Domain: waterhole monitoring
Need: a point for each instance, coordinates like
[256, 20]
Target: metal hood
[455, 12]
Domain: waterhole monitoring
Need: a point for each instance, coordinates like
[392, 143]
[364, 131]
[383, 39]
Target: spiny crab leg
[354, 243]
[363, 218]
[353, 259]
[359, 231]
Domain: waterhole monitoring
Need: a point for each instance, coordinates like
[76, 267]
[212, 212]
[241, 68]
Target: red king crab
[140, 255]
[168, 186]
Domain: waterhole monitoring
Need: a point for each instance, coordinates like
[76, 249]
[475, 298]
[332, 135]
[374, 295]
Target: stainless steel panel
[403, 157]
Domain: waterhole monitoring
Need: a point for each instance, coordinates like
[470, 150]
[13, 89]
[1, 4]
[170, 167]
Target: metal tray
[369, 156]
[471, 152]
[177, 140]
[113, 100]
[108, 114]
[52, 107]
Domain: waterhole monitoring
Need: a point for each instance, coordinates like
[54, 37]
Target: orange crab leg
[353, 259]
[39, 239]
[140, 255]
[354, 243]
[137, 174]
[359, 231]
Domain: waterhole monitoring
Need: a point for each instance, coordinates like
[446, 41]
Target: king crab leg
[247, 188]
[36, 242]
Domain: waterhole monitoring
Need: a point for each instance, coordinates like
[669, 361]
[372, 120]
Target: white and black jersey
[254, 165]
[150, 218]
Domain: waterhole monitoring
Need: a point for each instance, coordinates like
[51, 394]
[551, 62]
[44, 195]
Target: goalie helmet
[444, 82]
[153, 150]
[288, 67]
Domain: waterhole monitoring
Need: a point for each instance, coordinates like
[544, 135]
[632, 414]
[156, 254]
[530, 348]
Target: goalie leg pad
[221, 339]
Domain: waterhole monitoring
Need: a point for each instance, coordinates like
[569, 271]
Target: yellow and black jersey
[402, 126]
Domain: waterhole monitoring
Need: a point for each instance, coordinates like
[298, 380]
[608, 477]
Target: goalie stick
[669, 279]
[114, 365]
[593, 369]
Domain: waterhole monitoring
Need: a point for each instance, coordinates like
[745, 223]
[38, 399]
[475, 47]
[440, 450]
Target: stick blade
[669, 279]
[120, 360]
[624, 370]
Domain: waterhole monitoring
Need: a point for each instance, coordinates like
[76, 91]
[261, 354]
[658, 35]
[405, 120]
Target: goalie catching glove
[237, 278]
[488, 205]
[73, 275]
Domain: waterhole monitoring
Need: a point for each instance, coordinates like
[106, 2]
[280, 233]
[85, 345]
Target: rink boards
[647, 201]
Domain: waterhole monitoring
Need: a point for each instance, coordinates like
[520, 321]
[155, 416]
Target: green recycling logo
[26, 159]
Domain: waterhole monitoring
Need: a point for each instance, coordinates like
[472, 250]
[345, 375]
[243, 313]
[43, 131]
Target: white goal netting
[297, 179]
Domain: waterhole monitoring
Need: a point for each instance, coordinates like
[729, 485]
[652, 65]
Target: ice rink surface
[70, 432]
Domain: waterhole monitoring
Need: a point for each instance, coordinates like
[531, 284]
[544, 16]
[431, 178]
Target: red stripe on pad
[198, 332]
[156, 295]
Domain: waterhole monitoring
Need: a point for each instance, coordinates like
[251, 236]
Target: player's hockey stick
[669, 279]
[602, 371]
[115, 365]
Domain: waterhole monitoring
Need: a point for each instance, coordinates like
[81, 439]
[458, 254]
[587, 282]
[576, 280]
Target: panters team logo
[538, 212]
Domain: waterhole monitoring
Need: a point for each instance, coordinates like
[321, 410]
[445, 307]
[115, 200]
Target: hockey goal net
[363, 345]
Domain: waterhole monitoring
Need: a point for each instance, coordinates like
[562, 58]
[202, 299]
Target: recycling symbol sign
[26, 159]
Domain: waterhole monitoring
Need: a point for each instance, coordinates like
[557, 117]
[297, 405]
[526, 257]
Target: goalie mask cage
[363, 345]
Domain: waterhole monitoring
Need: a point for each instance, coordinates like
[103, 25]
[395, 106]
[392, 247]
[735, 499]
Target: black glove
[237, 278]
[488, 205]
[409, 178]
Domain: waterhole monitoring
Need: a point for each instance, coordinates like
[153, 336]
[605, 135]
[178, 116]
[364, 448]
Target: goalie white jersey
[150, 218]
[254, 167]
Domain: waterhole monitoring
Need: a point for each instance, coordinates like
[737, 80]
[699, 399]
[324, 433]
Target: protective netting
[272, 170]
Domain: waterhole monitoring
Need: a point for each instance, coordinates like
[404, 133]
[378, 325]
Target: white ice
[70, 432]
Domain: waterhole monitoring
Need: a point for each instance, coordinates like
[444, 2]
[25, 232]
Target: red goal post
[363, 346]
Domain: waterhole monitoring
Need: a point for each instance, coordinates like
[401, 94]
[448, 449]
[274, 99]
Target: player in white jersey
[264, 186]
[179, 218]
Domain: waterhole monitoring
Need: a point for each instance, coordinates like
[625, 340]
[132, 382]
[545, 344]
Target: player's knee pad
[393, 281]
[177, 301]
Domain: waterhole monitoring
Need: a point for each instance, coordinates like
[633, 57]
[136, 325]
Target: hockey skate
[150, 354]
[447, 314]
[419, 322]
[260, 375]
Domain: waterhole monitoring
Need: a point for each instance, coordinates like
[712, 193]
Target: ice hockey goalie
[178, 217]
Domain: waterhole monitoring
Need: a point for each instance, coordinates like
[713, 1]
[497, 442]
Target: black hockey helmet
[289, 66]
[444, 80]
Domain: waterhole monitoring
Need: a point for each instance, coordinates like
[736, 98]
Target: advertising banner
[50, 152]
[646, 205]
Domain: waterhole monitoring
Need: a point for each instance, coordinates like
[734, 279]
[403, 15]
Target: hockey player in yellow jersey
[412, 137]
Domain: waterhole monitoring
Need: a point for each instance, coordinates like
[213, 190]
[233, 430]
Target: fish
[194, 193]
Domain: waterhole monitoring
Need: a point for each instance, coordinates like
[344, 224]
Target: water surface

#####

** Exercise description **
Copy every record exactly as presented.

** Solved problem **
Domain: waterhole monitoring
Need: a point for each instance, coordinates like
[256, 20]
Target: metal hood
[455, 12]
Domain: waterhole monitoring
Need: a point for each instance, coordinates like
[392, 143]
[364, 131]
[383, 39]
Target: spiny crab leg
[354, 243]
[363, 218]
[353, 259]
[359, 231]
Domain: waterhole monitoring
Need: a point for each instance, coordinates like
[76, 267]
[212, 212]
[241, 68]
Target: red king crab
[140, 255]
[168, 186]
Domain: waterhole monitoring
Need: a point for each instance, coordinates like
[76, 249]
[475, 298]
[332, 135]
[374, 295]
Target: stainless steel panel
[403, 157]
Domain: waterhole monitoring
Need: a point for each instance, coordinates like
[470, 150]
[13, 89]
[1, 4]
[170, 167]
Target: metal tray
[369, 156]
[471, 152]
[177, 140]
[113, 100]
[108, 114]
[52, 107]
Domain: waterhole monitoring
Need: a point for each instance, coordinates like
[54, 37]
Target: orange crab leg
[353, 259]
[39, 239]
[140, 255]
[354, 243]
[137, 174]
[359, 231]
Domain: waterhole monitoring
Need: a point for each instance, coordinates like
[446, 41]
Target: king crab leg
[247, 188]
[36, 242]
Domain: waterhole monitoring
Need: a point for each instance, coordinates like
[669, 361]
[372, 120]
Target: white and black jersey
[254, 165]
[150, 218]
Domain: waterhole monitoring
Need: a point for each instance, coordinates like
[51, 394]
[551, 62]
[44, 195]
Target: goalie helmet
[444, 82]
[153, 150]
[288, 67]
Domain: waterhole monitoring
Need: a point for each instance, coordinates like
[544, 135]
[632, 414]
[156, 254]
[530, 348]
Target: goalie leg pad
[221, 339]
Domain: waterhole monitoring
Need: a point for each instance, coordinates like
[569, 271]
Target: yellow and black jersey
[402, 126]
Domain: waterhole monitoring
Need: a point for each instance, coordinates like
[298, 380]
[608, 477]
Target: goalie stick
[669, 279]
[114, 365]
[593, 369]
Domain: waterhole monitoring
Need: a point for each instance, coordinates like
[745, 223]
[38, 399]
[475, 47]
[440, 450]
Target: stick blade
[669, 279]
[120, 360]
[624, 370]
Domain: waterhole monitoring
Need: a point for each instance, coordinates like
[76, 91]
[261, 354]
[658, 35]
[405, 120]
Target: goalie catching glove
[237, 278]
[488, 205]
[73, 275]
Domain: waterhole monitoring
Need: a point for each instance, coordinates like
[106, 2]
[280, 233]
[85, 345]
Target: rink boards
[647, 201]
Domain: waterhole monitoring
Need: a point for each instance, coordinates like
[520, 321]
[155, 416]
Target: green recycling logo
[26, 159]
Domain: waterhole monitoring
Need: a point for each instance, coordinates like
[472, 250]
[345, 375]
[243, 313]
[43, 131]
Target: white goal netting
[297, 179]
Domain: waterhole monitoring
Need: a point for each instance, coordinates like
[729, 485]
[652, 65]
Target: ice rink surface
[70, 432]
Domain: waterhole monitoring
Need: a point for each instance, coordinates like
[531, 284]
[544, 16]
[431, 178]
Target: red stripe on pad
[198, 332]
[156, 295]
Domain: waterhole monitoring
Need: a point for each instance, coordinates like
[251, 236]
Target: player's hockey stick
[669, 279]
[602, 371]
[115, 365]
Domain: waterhole monitoring
Need: a point for each instance, coordinates like
[81, 439]
[458, 254]
[587, 282]
[576, 280]
Target: panters team logo
[538, 212]
Domain: waterhole monitoring
Need: a point for each instance, coordinates like
[321, 410]
[445, 307]
[115, 200]
Target: hockey goal net
[363, 345]
Domain: waterhole monitoring
Need: a point for each instance, coordinates like
[562, 58]
[202, 299]
Target: recycling symbol sign
[26, 159]
Domain: waterhole monitoring
Need: a point for each instance, coordinates like
[557, 117]
[297, 405]
[526, 257]
Target: goalie mask cage
[363, 345]
Domain: waterhole monitoring
Need: a point for each instance, coordinates like
[103, 25]
[395, 106]
[392, 247]
[735, 499]
Target: black glove
[237, 278]
[488, 205]
[409, 178]
Domain: waterhole monitoring
Need: a point for each instance, coordinates like
[153, 336]
[605, 135]
[178, 116]
[364, 448]
Target: goalie white jersey
[150, 218]
[254, 167]
Domain: waterhole monitoring
Need: a point for each instance, coordinates like
[737, 80]
[699, 399]
[324, 433]
Target: protective netting
[272, 170]
Domain: waterhole monitoring
Need: a point for each instance, coordinates like
[404, 133]
[378, 325]
Target: white ice
[70, 432]
Domain: waterhole monitoring
Need: a point for each instance, coordinates like
[444, 2]
[25, 232]
Target: red goal post
[363, 346]
Domain: waterhole monitoring
Need: a point for each instance, coordinates like
[401, 94]
[448, 449]
[274, 99]
Target: player in white jersey
[264, 186]
[179, 218]
Domain: waterhole monitoring
Need: a point for each instance, coordinates like
[625, 340]
[132, 382]
[545, 344]
Target: player's knee pad
[393, 281]
[177, 301]
Domain: waterhole monitoring
Need: a point for each instance, coordinates like
[633, 57]
[136, 325]
Target: hockey skate
[150, 354]
[447, 314]
[419, 322]
[260, 375]
Domain: waterhole monitoring
Need: a point for each instance, coordinates like
[712, 193]
Target: ice hockey goalie
[178, 217]
Domain: waterhole monitoring
Need: a point for each instance, coordinates like
[713, 1]
[497, 442]
Target: black hockey helmet
[289, 66]
[444, 80]
Domain: waterhole monitoring
Need: a point for each instance, coordinates like
[736, 98]
Target: advertising banner
[50, 152]
[646, 205]
Domain: waterhole monitoring
Need: a point for each instance, coordinates like
[734, 279]
[403, 15]
Target: hockey player in yellow jersey
[412, 137]
Domain: waterhole monitoring
Need: a point for each instance, coordinates like
[213, 190]
[233, 430]
Target: fish
[194, 193]
Domain: waterhole monitoring
Need: a point for each instance, coordinates like
[344, 224]
Target: water surface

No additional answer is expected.